PASSAGE TO READ

--- --- ---

# Even the zoo is stumped...?



## kris74 (May 10, 2011)

H.mac?

Mystery online shopper hands in large hairy tarantula to Chessington Zoo | Mail Online


----------



## Biggys (Jun 6, 2010)

Yeah H.mac imho, a stunner aswell 

If I got that mixed in with my order I would be a happy man


----------



## wilkinss77 (Sep 23, 2008)

kris74 said:


> H.mac?
> 
> Mystery online shopper hands in large hairy tarantula to Chessington Zoo | Mail Online


so obvious! how could supposed invert experts at a zoo not suss this one?


----------



## Timor (Oct 21, 2009)

Has anyone seen the comments? One person said it's a chile rose... Although I still don't understand how no one at the zoo would be able to identify it.


----------



## Biggys (Jun 6, 2010)

Timor said:


> Has anyone seen the comments? *One person said it's a chile rose...* Although I still don't understand how no one at the zoo would be able to identify it.


*face palm*

I love how people that don't know anything make comments like that:lol2:

I was watching a RSPCA show this afternoon and they had a little corn snake on it, and they said it could constrict you to death....a part of me died a little...:|


----------



## kris74 (May 10, 2011)

--- --- ---

EXTRACTED ENTRIES
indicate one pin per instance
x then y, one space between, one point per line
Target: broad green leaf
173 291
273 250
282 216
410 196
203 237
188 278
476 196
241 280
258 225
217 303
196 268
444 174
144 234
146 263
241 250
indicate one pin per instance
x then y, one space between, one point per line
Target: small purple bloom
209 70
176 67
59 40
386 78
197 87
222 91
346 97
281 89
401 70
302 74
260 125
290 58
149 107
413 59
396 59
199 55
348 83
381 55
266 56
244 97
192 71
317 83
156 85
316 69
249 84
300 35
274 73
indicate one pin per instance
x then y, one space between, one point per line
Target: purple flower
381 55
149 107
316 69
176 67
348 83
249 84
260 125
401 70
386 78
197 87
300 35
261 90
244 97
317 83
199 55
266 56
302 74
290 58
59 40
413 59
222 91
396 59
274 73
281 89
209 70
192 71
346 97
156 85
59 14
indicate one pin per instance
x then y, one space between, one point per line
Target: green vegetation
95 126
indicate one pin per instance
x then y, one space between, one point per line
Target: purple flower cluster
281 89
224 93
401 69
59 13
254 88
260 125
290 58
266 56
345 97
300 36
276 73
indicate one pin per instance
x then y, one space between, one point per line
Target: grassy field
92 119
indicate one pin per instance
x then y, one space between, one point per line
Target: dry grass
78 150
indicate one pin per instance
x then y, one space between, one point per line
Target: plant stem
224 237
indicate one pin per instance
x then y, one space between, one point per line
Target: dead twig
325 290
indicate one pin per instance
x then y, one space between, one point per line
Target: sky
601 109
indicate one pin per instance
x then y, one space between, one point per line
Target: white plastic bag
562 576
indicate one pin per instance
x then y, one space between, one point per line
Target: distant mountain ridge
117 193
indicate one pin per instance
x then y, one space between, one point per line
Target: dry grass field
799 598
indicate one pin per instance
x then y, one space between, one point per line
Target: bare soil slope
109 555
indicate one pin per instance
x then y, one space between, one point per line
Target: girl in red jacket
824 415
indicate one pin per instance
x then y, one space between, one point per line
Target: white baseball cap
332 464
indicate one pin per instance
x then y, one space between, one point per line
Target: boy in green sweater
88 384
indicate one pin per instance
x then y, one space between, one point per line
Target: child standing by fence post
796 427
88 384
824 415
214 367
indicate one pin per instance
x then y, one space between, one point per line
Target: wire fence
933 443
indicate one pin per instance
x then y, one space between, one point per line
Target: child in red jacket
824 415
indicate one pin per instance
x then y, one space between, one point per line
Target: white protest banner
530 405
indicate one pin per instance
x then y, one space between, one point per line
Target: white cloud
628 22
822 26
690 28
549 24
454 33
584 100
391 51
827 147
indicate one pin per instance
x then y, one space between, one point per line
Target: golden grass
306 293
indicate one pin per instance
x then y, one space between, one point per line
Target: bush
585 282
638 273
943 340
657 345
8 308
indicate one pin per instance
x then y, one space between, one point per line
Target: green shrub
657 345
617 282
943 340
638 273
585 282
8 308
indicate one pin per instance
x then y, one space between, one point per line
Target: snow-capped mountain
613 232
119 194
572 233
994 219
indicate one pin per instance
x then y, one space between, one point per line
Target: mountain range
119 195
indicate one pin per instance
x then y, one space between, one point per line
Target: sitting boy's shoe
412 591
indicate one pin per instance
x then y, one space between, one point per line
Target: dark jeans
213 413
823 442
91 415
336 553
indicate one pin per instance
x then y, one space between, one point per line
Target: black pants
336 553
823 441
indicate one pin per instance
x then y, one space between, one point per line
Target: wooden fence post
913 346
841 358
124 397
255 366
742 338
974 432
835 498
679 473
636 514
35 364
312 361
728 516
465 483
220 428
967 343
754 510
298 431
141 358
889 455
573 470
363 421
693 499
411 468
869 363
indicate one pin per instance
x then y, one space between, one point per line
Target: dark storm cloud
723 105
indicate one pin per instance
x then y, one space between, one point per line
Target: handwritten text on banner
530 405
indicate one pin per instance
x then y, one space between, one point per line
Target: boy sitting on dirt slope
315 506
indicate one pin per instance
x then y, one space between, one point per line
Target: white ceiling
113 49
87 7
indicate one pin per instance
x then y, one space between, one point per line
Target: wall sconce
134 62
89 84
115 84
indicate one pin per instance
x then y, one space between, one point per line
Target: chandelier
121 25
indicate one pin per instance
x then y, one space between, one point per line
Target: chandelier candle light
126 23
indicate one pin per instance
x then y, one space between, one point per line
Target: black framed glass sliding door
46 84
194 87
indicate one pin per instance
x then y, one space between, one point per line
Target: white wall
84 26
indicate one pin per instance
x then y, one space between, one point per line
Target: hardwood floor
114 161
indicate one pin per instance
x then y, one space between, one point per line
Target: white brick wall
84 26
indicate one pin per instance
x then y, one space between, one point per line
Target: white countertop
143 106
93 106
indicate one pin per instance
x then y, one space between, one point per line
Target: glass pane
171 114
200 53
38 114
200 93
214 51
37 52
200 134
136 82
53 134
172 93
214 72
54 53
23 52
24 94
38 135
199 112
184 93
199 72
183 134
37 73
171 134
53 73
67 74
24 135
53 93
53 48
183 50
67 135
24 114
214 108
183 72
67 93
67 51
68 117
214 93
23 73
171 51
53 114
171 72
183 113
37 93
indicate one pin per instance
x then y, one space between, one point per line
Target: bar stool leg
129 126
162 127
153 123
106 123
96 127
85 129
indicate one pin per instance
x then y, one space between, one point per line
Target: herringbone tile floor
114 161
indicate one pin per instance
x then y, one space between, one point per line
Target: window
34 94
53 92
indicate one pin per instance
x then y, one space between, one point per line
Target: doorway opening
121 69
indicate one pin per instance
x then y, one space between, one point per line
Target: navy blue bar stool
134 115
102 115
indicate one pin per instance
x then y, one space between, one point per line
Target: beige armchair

--- --- ---

EXERCISE DIRECTIONS
From the forum thread about the zoo tarantula, quote word for word the section that begins at the words "## wilkinss77 (Sep" and stops after "suss this one?".

WRITTEN RESPONSE
## wilkinss77 (Sep 23, 2008)

kris74 said:


> H.mac?
> 
> Mystery online shopper hands in large hairy tarantula to Chessington Zoo | Mail Online


so obvious! how could supposed invert experts at a zoo not suss this one?